- [Problems to solve]
(a) Answer these questions about the passage on Proposition 14.8:
(i) According to the opening lines, what will the proposition do?
(ii) What condition on R₀ does the proposition assume?
(iii) Which theorem shows that 𝔐(R₀) satisfies an outer ball condition?
(b) Recast the records as a Markdown table with the columns Row and Line, covering everything from the start of the records down through the line that contains "52L224 53L198 63L180", one row per line, with blank lines left out. Leave the pictures out of the answer.

-- Begin Extracted text --

We have proved most assertions of Theorem 1.1. The following proposition will finish the proof.

Proposition 14.8.

If ${\bm{R}}_{0}$ is nonanalytically finite, then $\mathfrak{M}({\bm{R}}_{0})$ is a closed Lipschitz domain satisfying an outer ball condition.

Proof.

The Teichmüller distance function $d_{T}$ is of class $C^{2}$ on $\mathfrak{T}_{g}\times\mathfrak{T}_{g}$ off the diagonal by Rees [47]. Hence Theorem 9.8 shows that $\mathfrak{M}({\bm{R}}_{0})$ satisfies an outer ball condition.

-- End Extracted text --
-- Begin Input records --

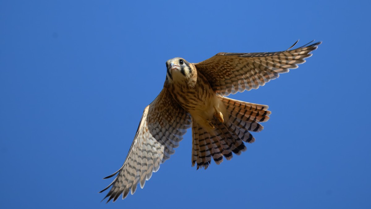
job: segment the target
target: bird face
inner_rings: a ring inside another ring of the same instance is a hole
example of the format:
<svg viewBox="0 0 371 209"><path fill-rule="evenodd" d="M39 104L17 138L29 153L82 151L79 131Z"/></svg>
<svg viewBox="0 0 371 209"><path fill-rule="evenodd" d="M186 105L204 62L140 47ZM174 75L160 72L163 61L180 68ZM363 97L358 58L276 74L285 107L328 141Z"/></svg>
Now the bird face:
<svg viewBox="0 0 371 209"><path fill-rule="evenodd" d="M183 58L171 59L166 61L167 77L169 81L174 82L187 81L194 74L193 67L193 64Z"/></svg>

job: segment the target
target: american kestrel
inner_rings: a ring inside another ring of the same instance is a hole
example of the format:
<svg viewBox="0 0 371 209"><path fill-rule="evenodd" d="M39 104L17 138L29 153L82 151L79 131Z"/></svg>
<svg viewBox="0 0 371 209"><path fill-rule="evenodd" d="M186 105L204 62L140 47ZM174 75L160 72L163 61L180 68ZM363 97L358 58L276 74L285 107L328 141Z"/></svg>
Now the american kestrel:
<svg viewBox="0 0 371 209"><path fill-rule="evenodd" d="M273 52L224 53L198 63L180 57L166 62L164 88L143 112L139 126L124 164L105 197L114 202L122 194L134 194L143 188L160 164L174 153L174 148L192 126L192 166L205 169L212 158L220 164L246 150L243 142L255 139L259 123L269 119L268 106L225 97L256 89L280 73L304 63L321 44L311 42L295 49Z"/></svg>

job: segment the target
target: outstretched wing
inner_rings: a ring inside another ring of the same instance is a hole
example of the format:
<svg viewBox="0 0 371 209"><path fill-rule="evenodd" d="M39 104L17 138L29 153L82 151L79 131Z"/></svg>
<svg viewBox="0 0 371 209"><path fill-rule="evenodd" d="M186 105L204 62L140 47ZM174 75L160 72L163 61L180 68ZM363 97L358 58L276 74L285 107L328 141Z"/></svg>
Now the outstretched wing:
<svg viewBox="0 0 371 209"><path fill-rule="evenodd" d="M250 53L221 52L195 64L198 72L206 77L215 92L221 96L257 89L280 73L289 72L305 62L304 59L322 42L285 51Z"/></svg>
<svg viewBox="0 0 371 209"><path fill-rule="evenodd" d="M164 88L157 97L143 112L134 140L124 164L111 176L118 174L102 192L112 186L105 197L107 202L114 202L120 195L126 197L131 190L134 194L140 183L144 186L152 172L156 172L160 164L174 153L183 136L190 126L190 115L171 96Z"/></svg>

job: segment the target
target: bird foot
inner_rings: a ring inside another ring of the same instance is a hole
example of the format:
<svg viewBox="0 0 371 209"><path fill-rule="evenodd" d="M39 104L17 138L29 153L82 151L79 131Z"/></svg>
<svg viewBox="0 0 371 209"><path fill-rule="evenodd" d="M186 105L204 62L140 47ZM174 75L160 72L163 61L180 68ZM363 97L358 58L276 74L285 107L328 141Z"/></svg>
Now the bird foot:
<svg viewBox="0 0 371 209"><path fill-rule="evenodd" d="M221 114L221 112L220 111L216 109L216 107L214 107L214 109L215 110L215 114L214 115L215 117L218 119L218 120L221 123L224 122L224 118L223 118L223 114Z"/></svg>

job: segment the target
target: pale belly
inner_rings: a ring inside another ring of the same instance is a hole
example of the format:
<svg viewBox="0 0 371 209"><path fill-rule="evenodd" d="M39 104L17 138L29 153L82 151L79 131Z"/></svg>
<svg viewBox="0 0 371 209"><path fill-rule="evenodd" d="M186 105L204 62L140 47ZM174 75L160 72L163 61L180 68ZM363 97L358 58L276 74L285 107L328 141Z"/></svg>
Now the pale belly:
<svg viewBox="0 0 371 209"><path fill-rule="evenodd" d="M214 117L216 111L226 115L226 108L220 98L216 95L203 76L197 77L194 87L186 85L174 89L173 98L192 116L195 122L205 128Z"/></svg>

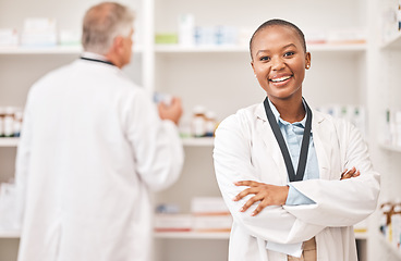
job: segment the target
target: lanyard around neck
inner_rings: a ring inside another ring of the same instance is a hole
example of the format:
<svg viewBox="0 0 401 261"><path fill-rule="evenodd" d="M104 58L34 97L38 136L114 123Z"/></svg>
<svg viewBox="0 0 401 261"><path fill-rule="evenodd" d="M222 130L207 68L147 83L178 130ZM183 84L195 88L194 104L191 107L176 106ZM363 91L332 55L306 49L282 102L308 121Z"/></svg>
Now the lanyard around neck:
<svg viewBox="0 0 401 261"><path fill-rule="evenodd" d="M85 61L89 61L89 62L99 62L99 63L106 63L106 64L110 64L110 65L116 66L116 64L113 64L112 62L104 61L104 60L99 60L99 59L92 59L92 58L85 58L85 57L81 57L81 59L85 60Z"/></svg>
<svg viewBox="0 0 401 261"><path fill-rule="evenodd" d="M304 135L302 138L301 156L300 156L300 161L297 162L296 175L294 172L294 167L292 165L289 150L284 141L284 137L282 136L282 133L280 130L279 124L277 123L275 115L272 114L268 98L266 97L264 101L267 120L269 121L270 127L272 129L272 133L275 134L276 140L280 146L281 154L284 158L287 172L288 172L290 182L303 181L304 173L305 173L305 166L306 166L306 160L307 160L307 151L309 148L309 138L311 138L311 129L312 129L312 111L309 107L307 105L306 101L304 99L303 101L306 107L306 124L305 124Z"/></svg>

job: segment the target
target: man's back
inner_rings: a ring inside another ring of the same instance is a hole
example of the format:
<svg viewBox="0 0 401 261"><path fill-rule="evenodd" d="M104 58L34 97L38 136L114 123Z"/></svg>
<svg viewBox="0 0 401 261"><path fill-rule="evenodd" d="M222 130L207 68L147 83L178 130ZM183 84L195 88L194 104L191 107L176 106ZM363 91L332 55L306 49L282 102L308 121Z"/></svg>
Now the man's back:
<svg viewBox="0 0 401 261"><path fill-rule="evenodd" d="M33 87L26 121L19 259L147 260L147 190L171 185L182 165L174 124L118 67L84 60Z"/></svg>

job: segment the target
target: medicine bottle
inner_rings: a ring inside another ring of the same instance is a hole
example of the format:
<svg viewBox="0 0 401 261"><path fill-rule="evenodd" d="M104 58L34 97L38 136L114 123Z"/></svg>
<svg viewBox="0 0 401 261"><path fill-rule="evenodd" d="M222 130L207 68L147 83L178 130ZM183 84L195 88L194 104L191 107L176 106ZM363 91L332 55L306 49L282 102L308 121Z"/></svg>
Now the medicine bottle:
<svg viewBox="0 0 401 261"><path fill-rule="evenodd" d="M392 203L390 201L384 201L380 204L380 232L390 241L390 224L391 224Z"/></svg>
<svg viewBox="0 0 401 261"><path fill-rule="evenodd" d="M193 109L192 134L194 137L205 137L206 135L206 115L205 108L197 105Z"/></svg>
<svg viewBox="0 0 401 261"><path fill-rule="evenodd" d="M23 112L22 110L15 110L14 112L14 137L21 136Z"/></svg>
<svg viewBox="0 0 401 261"><path fill-rule="evenodd" d="M206 137L214 137L216 129L216 113L212 111L206 112Z"/></svg>
<svg viewBox="0 0 401 261"><path fill-rule="evenodd" d="M0 137L4 137L4 108L0 107Z"/></svg>
<svg viewBox="0 0 401 261"><path fill-rule="evenodd" d="M7 107L4 111L4 137L14 136L14 109L12 107Z"/></svg>
<svg viewBox="0 0 401 261"><path fill-rule="evenodd" d="M401 199L397 199L393 211L391 213L391 243L400 248L400 237L401 237Z"/></svg>

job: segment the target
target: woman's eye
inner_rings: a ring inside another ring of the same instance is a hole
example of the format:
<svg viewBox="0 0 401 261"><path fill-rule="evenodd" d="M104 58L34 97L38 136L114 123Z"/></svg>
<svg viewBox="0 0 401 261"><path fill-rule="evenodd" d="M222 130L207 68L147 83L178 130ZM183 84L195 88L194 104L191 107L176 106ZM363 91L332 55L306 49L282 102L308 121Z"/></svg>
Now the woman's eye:
<svg viewBox="0 0 401 261"><path fill-rule="evenodd" d="M294 52L285 52L284 53L284 57L291 57L291 55L294 55Z"/></svg>

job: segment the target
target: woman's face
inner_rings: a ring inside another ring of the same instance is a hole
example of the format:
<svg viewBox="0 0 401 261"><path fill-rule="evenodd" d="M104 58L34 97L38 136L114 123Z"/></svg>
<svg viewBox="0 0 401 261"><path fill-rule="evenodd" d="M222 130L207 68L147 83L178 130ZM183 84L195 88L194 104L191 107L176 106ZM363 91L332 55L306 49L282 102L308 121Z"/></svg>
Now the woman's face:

-- End Input records --

- [Answers to the problems]
(a)
(i) It will finish the proof of Theorem 1.1.
(ii) R₀ is nonanalytically finite.
(iii) Theorem 9.8.

(b)
| Row | Line |
|---|---|
| 1 | job: segment the target |
| 2 | target: bird face |
| 3 | inner_rings: a ring inside another ring of the same instance is a hole |
| 4 | example of the format: |
| 5 | <svg viewBox="0 0 371 209"><path fill-rule="evenodd" d="M39 104L17 138L29 153L82 151L79 131Z"/></svg> |
| 6 | <svg viewBox="0 0 371 209"><path fill-rule="evenodd" d="M186 105L204 62L140 47ZM174 75L160 72L163 61L180 68ZM363 97L358 58L276 74L285 107L328 141Z"/></svg> |
| 7 | Now the bird face: |
| 8 | <svg viewBox="0 0 371 209"><path fill-rule="evenodd" d="M183 58L171 59L166 61L167 77L169 81L174 82L187 81L194 74L193 67L193 64Z"/></svg> |
| 9 | job: segment the target |
| 10 | target: american kestrel |
| 11 | inner_rings: a ring inside another ring of the same instance is a hole |
| 12 | example of the format: |
| 13 | <svg viewBox="0 0 371 209"><path fill-rule="evenodd" d="M39 104L17 138L29 153L82 151L79 131Z"/></svg> |
| 14 | <svg viewBox="0 0 371 209"><path fill-rule="evenodd" d="M186 105L204 62L140 47ZM174 75L160 72L163 61L180 68ZM363 97L358 58L276 74L285 107L328 141Z"/></svg> |
| 15 | Now the american kestrel: |
| 16 | <svg viewBox="0 0 371 209"><path fill-rule="evenodd" d="M273 52L224 53L198 63L180 57L166 62L164 88L143 112L139 126L124 164L105 197L114 202L122 194L134 194L143 188L160 164L174 153L174 148L192 126L192 166L205 169L212 158L220 164L246 150L243 142L255 139L259 123L269 119L268 106L225 97L256 89L280 73L304 63L321 44L311 42L295 49Z"/></svg> |